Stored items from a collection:

■ ■ ■ ■

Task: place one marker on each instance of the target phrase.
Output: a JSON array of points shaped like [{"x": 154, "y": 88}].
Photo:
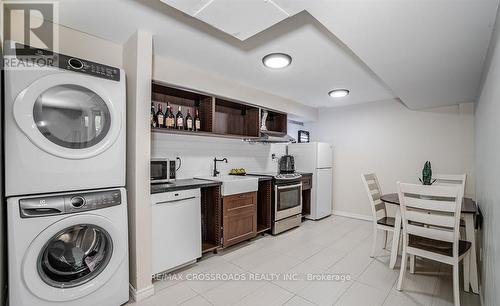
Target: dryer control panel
[
  {"x": 68, "y": 203},
  {"x": 43, "y": 57}
]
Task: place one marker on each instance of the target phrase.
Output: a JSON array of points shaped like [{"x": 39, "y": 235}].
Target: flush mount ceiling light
[
  {"x": 338, "y": 93},
  {"x": 276, "y": 60}
]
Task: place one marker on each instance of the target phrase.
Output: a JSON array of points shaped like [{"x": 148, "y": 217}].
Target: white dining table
[{"x": 468, "y": 211}]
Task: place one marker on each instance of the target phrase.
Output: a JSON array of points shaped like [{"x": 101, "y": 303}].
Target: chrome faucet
[{"x": 215, "y": 165}]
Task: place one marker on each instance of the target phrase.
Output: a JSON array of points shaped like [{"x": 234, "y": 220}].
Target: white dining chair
[
  {"x": 434, "y": 236},
  {"x": 379, "y": 213},
  {"x": 450, "y": 180}
]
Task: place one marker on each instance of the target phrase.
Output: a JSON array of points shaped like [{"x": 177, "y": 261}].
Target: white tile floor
[{"x": 335, "y": 245}]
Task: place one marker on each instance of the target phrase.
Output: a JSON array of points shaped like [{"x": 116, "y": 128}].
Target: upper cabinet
[
  {"x": 232, "y": 118},
  {"x": 219, "y": 117},
  {"x": 275, "y": 122}
]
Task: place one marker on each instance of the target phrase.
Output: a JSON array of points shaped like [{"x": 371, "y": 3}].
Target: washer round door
[
  {"x": 69, "y": 116},
  {"x": 73, "y": 257}
]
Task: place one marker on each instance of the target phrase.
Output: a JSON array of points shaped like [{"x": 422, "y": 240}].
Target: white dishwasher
[{"x": 176, "y": 225}]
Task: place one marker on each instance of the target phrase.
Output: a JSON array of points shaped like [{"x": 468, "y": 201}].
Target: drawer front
[
  {"x": 306, "y": 182},
  {"x": 234, "y": 204},
  {"x": 175, "y": 195}
]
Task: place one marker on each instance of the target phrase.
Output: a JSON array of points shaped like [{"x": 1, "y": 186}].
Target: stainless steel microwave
[{"x": 162, "y": 170}]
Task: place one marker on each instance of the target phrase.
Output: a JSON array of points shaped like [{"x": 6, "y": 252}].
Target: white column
[{"x": 137, "y": 61}]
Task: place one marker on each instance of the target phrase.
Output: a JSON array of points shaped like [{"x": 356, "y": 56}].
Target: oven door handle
[{"x": 289, "y": 187}]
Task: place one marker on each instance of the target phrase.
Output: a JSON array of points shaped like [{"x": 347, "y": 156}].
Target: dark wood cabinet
[
  {"x": 276, "y": 122},
  {"x": 187, "y": 100},
  {"x": 220, "y": 117},
  {"x": 210, "y": 218},
  {"x": 232, "y": 118},
  {"x": 239, "y": 218},
  {"x": 306, "y": 194}
]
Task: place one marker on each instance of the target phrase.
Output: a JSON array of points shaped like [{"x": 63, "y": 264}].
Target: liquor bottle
[
  {"x": 197, "y": 121},
  {"x": 170, "y": 118},
  {"x": 160, "y": 116},
  {"x": 179, "y": 120},
  {"x": 189, "y": 121},
  {"x": 154, "y": 120}
]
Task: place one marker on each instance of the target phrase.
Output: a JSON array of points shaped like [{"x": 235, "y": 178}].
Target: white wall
[
  {"x": 487, "y": 127},
  {"x": 197, "y": 154},
  {"x": 76, "y": 43},
  {"x": 137, "y": 58},
  {"x": 389, "y": 139}
]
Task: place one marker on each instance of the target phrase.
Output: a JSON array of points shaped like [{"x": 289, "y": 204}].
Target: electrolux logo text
[{"x": 30, "y": 34}]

■ ■ ■ ■

YOUR INSTRUCTIONS — Repeat every record above exactly, but leave out any pictures.

RESULT —
Task: place one marker on each instance of the target phrase.
Output: a JSON array of points shaped like [{"x": 154, "y": 88}].
Photo:
Target: dryer control panel
[
  {"x": 68, "y": 203},
  {"x": 43, "y": 57}
]
Task: place one marker on each instance of the target phrase.
Output: a JSON array of points shaped like [{"x": 39, "y": 235}].
Target: flush mount ceiling light
[
  {"x": 338, "y": 93},
  {"x": 276, "y": 60}
]
Task: place one marker on each instance of the target phrase.
Output: a JSON array of points shaped like [{"x": 148, "y": 217}].
Target: white dining table
[{"x": 468, "y": 211}]
Task: place one marker on each instance of the target phrase.
Output: a JSON array of points shaped like [{"x": 101, "y": 303}].
Target: chrome faucet
[{"x": 215, "y": 165}]
Task: place one marker on each instance of the target phrase.
Output: a JSON array of points shaped like [{"x": 234, "y": 220}].
Target: white dining chair
[
  {"x": 434, "y": 236},
  {"x": 379, "y": 213},
  {"x": 450, "y": 180}
]
Task: place one marker on each instance of the target phrase.
Output: a JSON array of points shaped like [{"x": 177, "y": 261}].
Target: white tile floor
[{"x": 335, "y": 245}]
Task: place one marker on each instance of the target phrase.
Output: a JSON array of points shaped like [{"x": 116, "y": 128}].
Target: upper cabinet
[
  {"x": 232, "y": 118},
  {"x": 219, "y": 117},
  {"x": 275, "y": 122}
]
Task: place one marker on each instance of the target phrase.
Output: a JSON array of points shaped like [{"x": 371, "y": 3}].
Target: washer round door
[
  {"x": 69, "y": 116},
  {"x": 73, "y": 257}
]
Task: place one marker on each instance of the target phrase.
Output: a JSON array of points shaped like [{"x": 422, "y": 240}].
Target: white dishwasher
[{"x": 176, "y": 225}]
Task: place one marker on each instance of the target phrase.
Output: a JSON array of points shaped like [{"x": 468, "y": 201}].
Target: drawer front
[
  {"x": 306, "y": 182},
  {"x": 234, "y": 204},
  {"x": 175, "y": 195}
]
Task: place one marker on each instance of the target phrase.
Output: a JSON array of points shaped like [{"x": 1, "y": 186}].
Target: stainless steel microwave
[{"x": 162, "y": 170}]
Task: place one marker on each instance of the target phrase.
Output: a JSON array of points shaped like [{"x": 6, "y": 252}].
Target: white column
[{"x": 137, "y": 61}]
Task: place one marker on each instance of the target phrase.
Output: a JSON array of points shaped like [{"x": 356, "y": 56}].
Target: oven door handle
[{"x": 289, "y": 187}]
Task: place one marker on each instance of the target phrase.
Output: a JSON array of points shaped like [{"x": 347, "y": 156}].
Target: dark wood cabinet
[
  {"x": 276, "y": 122},
  {"x": 187, "y": 100},
  {"x": 220, "y": 117},
  {"x": 210, "y": 218},
  {"x": 232, "y": 118},
  {"x": 239, "y": 218},
  {"x": 306, "y": 194}
]
Task: place one marker on each instance of the target phrase.
Output: a JSON array of points shaped like [{"x": 63, "y": 264}].
Target: liquor bottle
[
  {"x": 197, "y": 121},
  {"x": 170, "y": 118},
  {"x": 160, "y": 116},
  {"x": 179, "y": 120},
  {"x": 189, "y": 121},
  {"x": 154, "y": 120}
]
Task: place one marker on each instance of the target phrase.
Output: a JSON array of points shaped like [{"x": 235, "y": 178}].
Target: white wall
[
  {"x": 487, "y": 127},
  {"x": 197, "y": 154},
  {"x": 76, "y": 43},
  {"x": 137, "y": 58},
  {"x": 389, "y": 139}
]
Task: place one marker on each instance of the target phrase.
Output: a JSON array of points shaped like [{"x": 289, "y": 204}].
Target: electrolux logo text
[{"x": 30, "y": 34}]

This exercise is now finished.